**EXERCISE GOAL:**
Your answer must repeat all of the entries word for word, without any images.

**PROVIDED DATA:**

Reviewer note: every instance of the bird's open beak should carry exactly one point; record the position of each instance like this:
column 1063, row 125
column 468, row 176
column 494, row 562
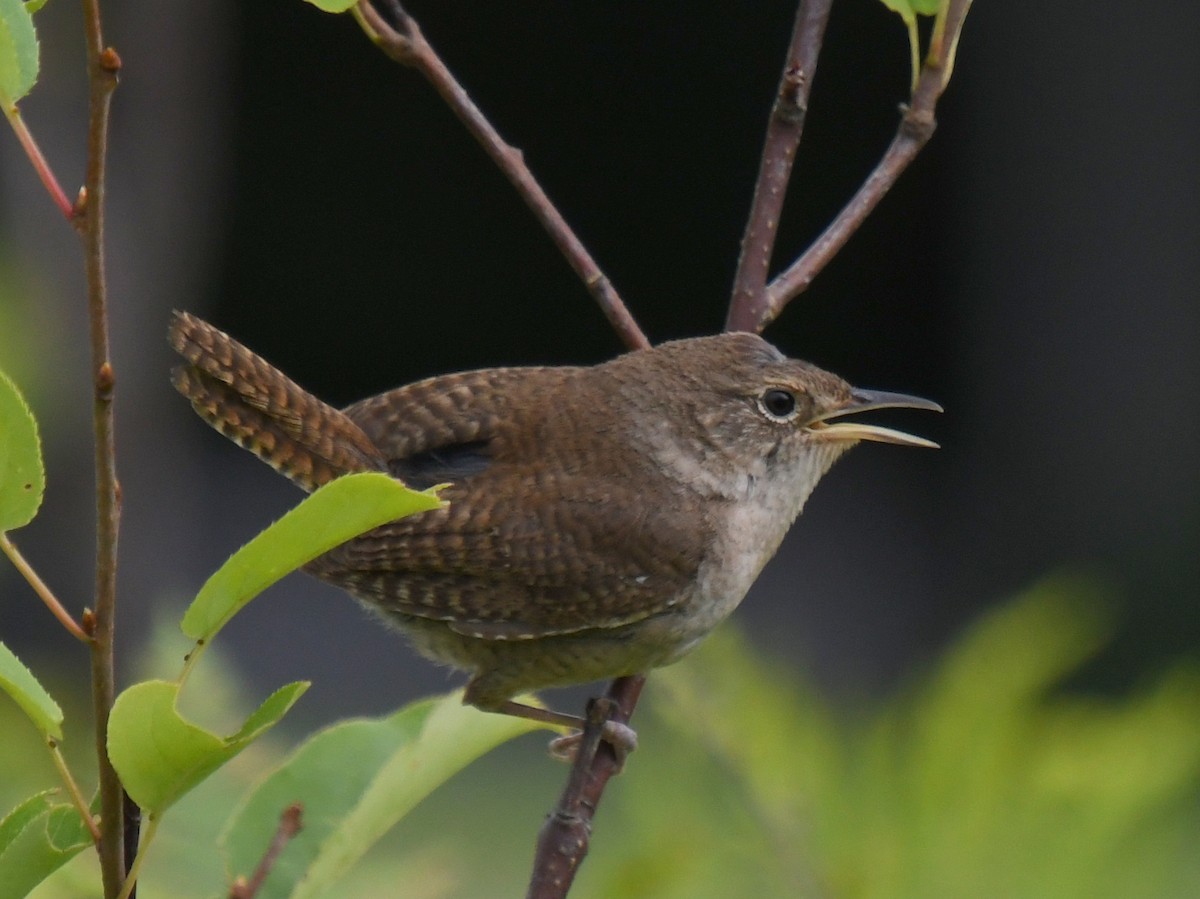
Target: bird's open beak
column 863, row 401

**RESULT FOR THIS EXERCISE:**
Reviewer note: every instance of the bird's open beak should carry exactly one point; record the position of each instance like this:
column 1063, row 125
column 468, row 176
column 494, row 562
Target: bird's open beak
column 863, row 401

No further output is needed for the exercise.